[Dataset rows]
▼
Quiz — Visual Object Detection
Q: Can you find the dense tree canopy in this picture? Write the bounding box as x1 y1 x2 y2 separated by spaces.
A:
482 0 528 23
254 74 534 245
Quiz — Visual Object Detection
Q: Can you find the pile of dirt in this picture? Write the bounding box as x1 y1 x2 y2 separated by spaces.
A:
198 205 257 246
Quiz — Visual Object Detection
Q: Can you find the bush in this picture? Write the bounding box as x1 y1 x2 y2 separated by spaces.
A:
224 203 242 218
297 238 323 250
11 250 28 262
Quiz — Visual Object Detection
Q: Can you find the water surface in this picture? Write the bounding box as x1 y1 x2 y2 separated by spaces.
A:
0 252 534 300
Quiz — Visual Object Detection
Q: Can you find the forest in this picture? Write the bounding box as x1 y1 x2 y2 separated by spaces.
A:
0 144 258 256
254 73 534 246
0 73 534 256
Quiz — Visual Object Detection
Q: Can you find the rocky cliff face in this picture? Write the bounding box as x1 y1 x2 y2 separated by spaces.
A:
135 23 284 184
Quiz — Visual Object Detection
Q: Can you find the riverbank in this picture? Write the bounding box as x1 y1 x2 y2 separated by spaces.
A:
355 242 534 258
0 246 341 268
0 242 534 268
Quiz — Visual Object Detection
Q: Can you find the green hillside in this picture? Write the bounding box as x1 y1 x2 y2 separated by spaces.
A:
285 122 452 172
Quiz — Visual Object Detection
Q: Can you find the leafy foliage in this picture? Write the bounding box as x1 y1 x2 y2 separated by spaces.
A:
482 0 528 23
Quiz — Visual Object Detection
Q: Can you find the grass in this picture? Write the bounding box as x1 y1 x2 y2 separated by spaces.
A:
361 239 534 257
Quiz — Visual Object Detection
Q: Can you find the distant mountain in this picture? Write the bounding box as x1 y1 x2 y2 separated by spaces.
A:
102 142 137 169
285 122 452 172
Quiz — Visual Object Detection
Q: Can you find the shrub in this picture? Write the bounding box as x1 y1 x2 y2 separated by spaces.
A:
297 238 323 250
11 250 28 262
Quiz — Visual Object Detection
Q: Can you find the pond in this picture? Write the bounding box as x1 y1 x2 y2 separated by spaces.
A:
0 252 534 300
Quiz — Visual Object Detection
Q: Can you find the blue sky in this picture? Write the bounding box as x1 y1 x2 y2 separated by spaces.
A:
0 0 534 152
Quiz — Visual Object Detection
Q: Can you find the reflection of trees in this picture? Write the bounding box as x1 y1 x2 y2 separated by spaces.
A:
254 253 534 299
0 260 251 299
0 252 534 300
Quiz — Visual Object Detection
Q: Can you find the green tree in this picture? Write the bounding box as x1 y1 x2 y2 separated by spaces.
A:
▲
* Aim
Copy out everything from the start of the records down to the line containing "361 239 534 257", both ends included, and keep every line. Scale each bounding-box coordinate in the answers by 0.5 and round it to a whole number, rounding halves up.

* Correct response
Quiz — Visual Object Detection
Q: Can you find the dense tree canopy in this picture? Write the bounding box as x1 y1 x2 y2 separated by spaces.
A:
241 0 264 12
127 37 267 123
Quiz — Visual Object Detection
Q: Can you find the pile of dirt in this picture? Write the bounding box as x1 y1 x2 y2 separated by spaces.
A:
99 103 129 123
Quiz — Visual Object Detection
Q: Can you find the bush in this picture? Write the bounding box as x1 y1 x2 y2 separated by spaces.
A:
112 102 121 109
149 119 162 125
6 125 14 131
Quiz — Visual Object Detection
Q: Can you find the water surface in this picture? Write the bounding box as x1 y1 x2 y2 separated by spaces.
A:
0 126 267 150
Quiz — Visual Object Detection
Q: Can you find the forest in this picture? Write the bounding box as x1 y1 x2 y2 separated by spaces.
A:
0 72 129 128
127 37 267 123
0 37 267 128
Quiz — Visual Object Detection
Q: Can you find the rocky cliff face in this picture? Write the bounding box as x1 y1 x2 y2 separated by spaces.
A:
68 12 142 92
Quiz — Visual Object Detection
Q: Can you find the riverbank in this picture? Write the bounding box as x1 y1 x2 y2 separated by spaces.
A:
178 121 267 129
0 123 171 134
0 121 267 134
Quiz — Visual Object Detection
Q: Can you find the green hillside in this picture? Write the bounding box as x1 y1 x2 y2 separated by spaces.
A:
143 61 226 86
Quiz — Visual Object Detection
Q: Can you find the leafy foliage in this picture? Write the bounding box as x1 y1 x2 y2 separated by spaces.
A:
241 0 264 12
Quiz — Visual Object Detection
Q: Can you find the grass in this picture? Write the bounding box as x1 y1 x2 y2 separated by spaces.
A:
181 120 267 129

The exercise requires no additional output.